• Exercise task:
Can you rewrite the Facebook gaming post, starting with "Farmville allows members" and going on through "purchase the credits.", changing "virtual farm" to "digital farm"?

Saturday, October 22, 2011

Addiction and Financial Loss Due to Facebook Gaming?

A City With a View!




I found a story online about how a 12 year-old boy in the United Kingdom spent over £900 (almost $1500 in US currency) for Facebook credits, so that he could progress faster in "Farmville", a Facebook game that is very popular.

 Most Facebook games are "freemium games", meaning there is no cost to play but players have the option of purchasing premium content. 

Read the story here


 Farmville allows members to manage a virtual farm by planting, growing and harvesting crops, trees and livestock.  This game is just one of the many games that allows the use of "Facebook Credits" to progress quicker.  A person can also use these credits to "buy" virtual items in the games that aren't available to a "non-paying" player.

All it takes is credit card information being entered one time, because from then on, the player just has to click one or two buttons to "purchase" more credits.  A person can also charge Facebook Credits to their mobile phone using a program that adds the charges to the person's cell phone bill.  A player can also use PayPal to purchase the credits.

Facebook games all work on a "Credit System".  When a player first starts playing a Facebook game, they are given a certain amount of starting credits to begin with.  In most games, one Facebook Credit is equal to one "game dollar".  In other games, the ratio is worse.

Below is the cost of Facebook Credits (in US Dollars...USD) and how many credits your money will get you:

     50 Credits for $5.00 US
   105 Credits for $10.00 USD (5% bonus)
   550 Credits for $50.00 USD (10% bonus
1,120 Credits for $100.00 USD (12% bonus)
2,360 Credits for $200.00 USD (18% bonus)

• Information supplied:
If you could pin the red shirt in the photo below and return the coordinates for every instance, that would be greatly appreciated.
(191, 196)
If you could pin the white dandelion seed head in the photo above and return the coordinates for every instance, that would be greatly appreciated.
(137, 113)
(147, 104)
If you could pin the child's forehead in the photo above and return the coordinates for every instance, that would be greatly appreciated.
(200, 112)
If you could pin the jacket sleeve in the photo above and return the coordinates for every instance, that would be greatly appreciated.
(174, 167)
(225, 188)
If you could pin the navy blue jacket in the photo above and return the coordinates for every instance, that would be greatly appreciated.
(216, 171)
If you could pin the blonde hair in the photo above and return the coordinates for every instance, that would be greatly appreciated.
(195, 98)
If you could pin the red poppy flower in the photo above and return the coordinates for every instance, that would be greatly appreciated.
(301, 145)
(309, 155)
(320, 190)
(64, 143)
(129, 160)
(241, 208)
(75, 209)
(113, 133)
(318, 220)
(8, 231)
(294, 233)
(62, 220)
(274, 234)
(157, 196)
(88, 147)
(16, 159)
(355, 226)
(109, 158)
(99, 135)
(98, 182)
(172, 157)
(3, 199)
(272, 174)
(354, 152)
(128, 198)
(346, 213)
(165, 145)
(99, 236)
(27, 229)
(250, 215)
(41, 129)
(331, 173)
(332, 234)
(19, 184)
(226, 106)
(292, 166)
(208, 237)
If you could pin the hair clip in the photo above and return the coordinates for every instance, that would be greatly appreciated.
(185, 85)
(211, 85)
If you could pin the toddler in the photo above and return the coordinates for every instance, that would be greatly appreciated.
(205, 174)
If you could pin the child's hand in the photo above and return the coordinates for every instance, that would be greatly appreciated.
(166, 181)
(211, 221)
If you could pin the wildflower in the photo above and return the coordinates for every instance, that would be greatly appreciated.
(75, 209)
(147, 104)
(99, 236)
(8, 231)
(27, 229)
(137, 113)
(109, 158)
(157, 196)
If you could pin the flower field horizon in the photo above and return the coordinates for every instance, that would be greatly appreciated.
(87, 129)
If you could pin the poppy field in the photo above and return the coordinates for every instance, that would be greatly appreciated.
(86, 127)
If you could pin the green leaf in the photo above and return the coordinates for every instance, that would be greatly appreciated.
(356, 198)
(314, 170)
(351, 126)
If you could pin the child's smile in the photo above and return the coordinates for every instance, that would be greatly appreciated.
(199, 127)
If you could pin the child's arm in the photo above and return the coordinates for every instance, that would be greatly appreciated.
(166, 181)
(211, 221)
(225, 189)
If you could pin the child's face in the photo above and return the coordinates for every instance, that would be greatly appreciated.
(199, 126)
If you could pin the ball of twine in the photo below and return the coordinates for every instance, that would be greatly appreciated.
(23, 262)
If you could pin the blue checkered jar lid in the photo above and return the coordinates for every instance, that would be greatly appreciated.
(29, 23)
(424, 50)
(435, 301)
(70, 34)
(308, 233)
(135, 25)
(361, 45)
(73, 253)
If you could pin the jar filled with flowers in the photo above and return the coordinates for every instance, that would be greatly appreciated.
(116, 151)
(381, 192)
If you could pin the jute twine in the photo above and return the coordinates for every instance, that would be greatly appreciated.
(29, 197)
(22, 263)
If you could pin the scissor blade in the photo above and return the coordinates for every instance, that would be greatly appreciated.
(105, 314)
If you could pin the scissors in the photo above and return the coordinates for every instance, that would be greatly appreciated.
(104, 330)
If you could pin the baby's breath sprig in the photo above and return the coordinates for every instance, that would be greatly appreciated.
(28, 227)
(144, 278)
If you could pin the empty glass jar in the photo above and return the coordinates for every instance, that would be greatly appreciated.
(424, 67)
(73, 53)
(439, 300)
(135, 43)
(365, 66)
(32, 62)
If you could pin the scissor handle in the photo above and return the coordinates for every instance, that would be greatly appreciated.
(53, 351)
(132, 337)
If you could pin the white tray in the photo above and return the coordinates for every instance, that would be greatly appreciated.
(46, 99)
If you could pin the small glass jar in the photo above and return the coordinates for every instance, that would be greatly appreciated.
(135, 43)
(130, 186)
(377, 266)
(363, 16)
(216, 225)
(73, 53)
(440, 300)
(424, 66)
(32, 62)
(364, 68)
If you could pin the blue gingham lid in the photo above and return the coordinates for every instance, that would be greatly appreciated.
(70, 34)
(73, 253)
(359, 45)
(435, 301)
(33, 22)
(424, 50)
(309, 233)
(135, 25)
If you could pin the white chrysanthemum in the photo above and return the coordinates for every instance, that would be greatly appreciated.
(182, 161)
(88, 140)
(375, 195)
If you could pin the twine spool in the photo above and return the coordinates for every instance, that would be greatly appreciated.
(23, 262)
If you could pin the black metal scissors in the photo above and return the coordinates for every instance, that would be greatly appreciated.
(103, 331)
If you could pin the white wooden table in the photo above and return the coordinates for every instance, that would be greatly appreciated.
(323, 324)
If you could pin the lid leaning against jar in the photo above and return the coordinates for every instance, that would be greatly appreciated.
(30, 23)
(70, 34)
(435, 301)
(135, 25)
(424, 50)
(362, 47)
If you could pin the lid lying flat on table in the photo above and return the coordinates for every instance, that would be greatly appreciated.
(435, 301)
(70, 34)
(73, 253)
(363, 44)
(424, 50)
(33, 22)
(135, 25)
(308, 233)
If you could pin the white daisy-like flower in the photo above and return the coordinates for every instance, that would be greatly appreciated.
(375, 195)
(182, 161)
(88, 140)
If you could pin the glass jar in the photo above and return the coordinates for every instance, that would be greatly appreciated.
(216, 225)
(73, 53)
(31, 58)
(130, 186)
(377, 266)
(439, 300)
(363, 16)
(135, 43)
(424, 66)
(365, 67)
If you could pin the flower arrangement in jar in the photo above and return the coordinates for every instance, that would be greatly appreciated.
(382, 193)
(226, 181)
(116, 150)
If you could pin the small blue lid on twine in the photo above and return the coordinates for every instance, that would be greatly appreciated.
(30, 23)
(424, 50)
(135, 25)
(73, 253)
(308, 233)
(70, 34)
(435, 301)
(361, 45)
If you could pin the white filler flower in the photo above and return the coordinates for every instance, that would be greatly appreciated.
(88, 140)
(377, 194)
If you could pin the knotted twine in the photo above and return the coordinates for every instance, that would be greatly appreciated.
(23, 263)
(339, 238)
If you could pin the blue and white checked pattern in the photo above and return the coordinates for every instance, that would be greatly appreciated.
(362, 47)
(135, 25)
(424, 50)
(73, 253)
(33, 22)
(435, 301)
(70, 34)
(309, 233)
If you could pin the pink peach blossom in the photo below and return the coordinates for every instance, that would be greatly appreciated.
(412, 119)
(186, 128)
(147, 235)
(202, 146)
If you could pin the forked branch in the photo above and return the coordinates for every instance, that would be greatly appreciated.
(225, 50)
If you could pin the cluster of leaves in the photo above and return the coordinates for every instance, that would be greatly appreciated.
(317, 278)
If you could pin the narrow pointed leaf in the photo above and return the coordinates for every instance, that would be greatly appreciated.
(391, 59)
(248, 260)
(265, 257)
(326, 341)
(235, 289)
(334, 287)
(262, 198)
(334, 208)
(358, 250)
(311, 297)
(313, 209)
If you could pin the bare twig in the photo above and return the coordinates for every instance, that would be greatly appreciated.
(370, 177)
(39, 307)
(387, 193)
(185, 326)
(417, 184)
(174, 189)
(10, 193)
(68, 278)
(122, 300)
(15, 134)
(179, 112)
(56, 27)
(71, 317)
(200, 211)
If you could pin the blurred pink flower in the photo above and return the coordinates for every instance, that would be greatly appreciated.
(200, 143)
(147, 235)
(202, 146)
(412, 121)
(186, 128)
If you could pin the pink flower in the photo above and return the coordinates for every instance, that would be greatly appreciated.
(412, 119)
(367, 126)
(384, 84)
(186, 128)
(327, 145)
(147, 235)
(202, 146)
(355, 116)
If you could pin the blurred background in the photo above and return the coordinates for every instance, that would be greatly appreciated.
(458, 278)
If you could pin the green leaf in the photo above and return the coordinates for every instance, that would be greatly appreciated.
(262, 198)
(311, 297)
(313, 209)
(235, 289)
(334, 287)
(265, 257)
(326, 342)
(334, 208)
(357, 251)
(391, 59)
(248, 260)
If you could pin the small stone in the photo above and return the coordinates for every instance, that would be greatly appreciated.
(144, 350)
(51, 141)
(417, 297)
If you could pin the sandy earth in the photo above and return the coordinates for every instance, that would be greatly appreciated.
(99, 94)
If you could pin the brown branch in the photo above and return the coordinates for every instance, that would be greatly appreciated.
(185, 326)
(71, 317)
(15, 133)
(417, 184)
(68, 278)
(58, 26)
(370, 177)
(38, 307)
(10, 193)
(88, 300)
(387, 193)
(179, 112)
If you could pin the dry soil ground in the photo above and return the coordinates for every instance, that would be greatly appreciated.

...

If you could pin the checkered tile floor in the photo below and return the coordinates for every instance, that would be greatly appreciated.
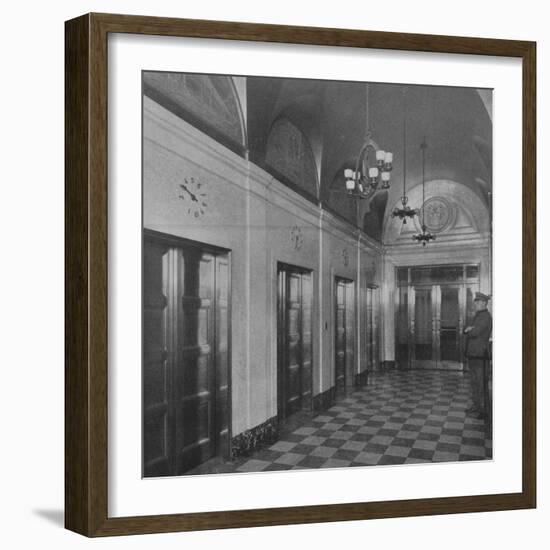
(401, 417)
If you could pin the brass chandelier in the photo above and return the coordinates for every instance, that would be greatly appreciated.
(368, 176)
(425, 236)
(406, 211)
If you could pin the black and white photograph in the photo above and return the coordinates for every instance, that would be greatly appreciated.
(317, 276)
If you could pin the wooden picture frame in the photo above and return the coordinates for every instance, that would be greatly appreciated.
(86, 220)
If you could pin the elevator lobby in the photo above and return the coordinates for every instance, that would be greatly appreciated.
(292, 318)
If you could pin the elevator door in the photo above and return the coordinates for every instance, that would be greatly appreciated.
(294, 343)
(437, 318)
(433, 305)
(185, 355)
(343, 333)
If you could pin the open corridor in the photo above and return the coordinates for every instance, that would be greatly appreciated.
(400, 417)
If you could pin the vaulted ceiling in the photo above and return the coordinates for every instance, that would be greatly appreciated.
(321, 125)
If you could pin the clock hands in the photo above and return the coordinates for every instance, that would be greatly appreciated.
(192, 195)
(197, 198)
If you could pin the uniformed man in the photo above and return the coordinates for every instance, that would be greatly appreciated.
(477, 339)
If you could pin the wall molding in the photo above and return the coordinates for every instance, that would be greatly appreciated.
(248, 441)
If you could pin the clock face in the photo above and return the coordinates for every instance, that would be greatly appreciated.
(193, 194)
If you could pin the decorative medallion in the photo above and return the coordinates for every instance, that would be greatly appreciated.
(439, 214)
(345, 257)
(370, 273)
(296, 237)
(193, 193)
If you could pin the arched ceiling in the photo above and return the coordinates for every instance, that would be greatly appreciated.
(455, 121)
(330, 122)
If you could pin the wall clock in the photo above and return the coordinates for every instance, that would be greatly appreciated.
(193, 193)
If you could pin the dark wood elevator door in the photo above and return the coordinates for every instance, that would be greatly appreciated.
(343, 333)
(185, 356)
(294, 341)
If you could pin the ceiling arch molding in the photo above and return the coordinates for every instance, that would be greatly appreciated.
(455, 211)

---

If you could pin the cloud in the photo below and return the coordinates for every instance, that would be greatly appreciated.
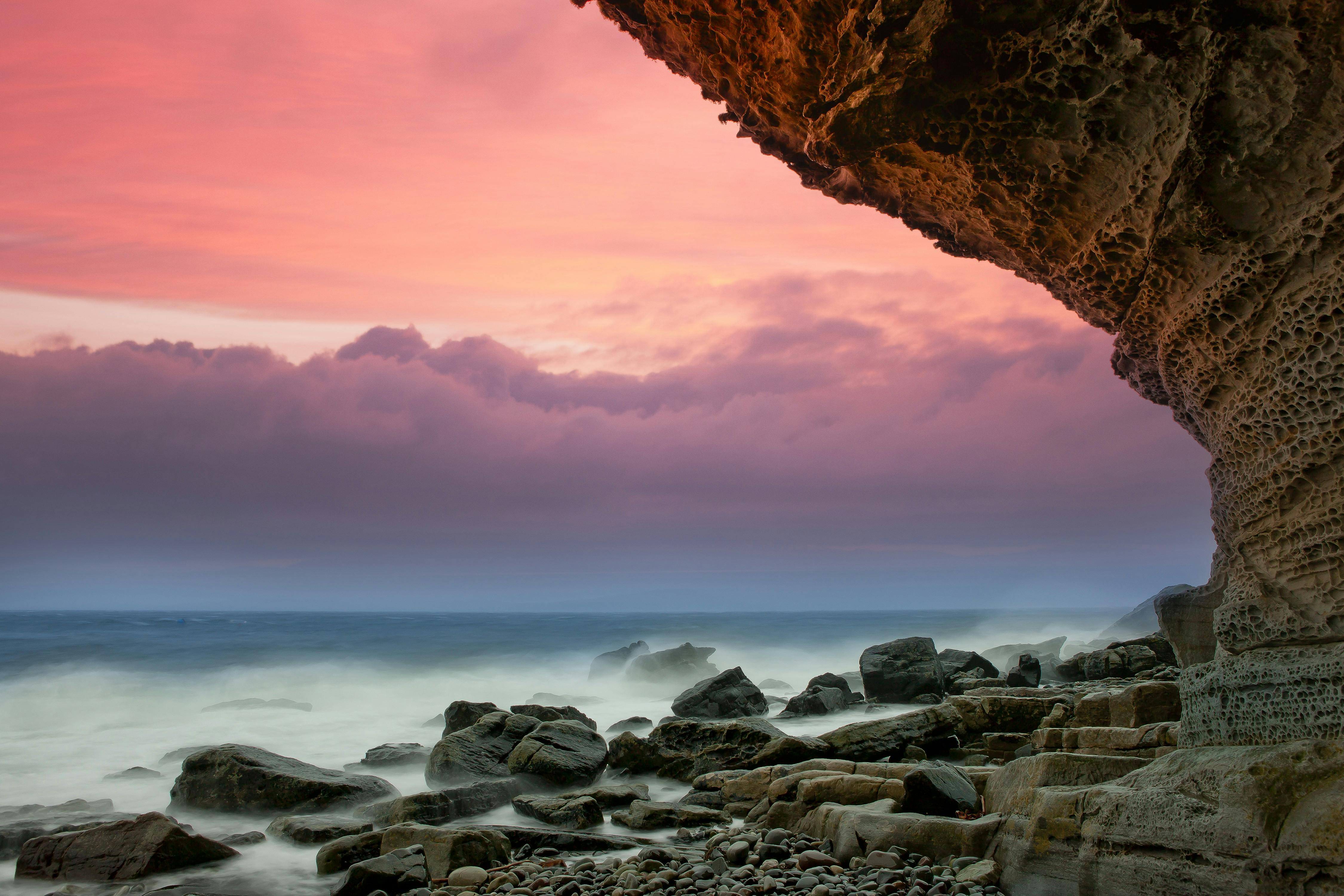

• Output of the exercise:
Farmville allows members to manage a digital farm by planting, growing and harvesting crops, trees and livestock.  This game is just one of the many games that allows the use of "Facebook Credits" to progress quicker.  A person can also use these credits to "buy" virtual items in the games that aren't available to a "non-paying" player.

All it takes is credit card information being entered one time, because from then on, the player just has to click one or two buttons to "purchase" more credits.  A person can also charge Facebook Credits to their mobile phone using a program that adds the charges to the person's cell phone bill.  A player can also use PayPal to purchase the credits.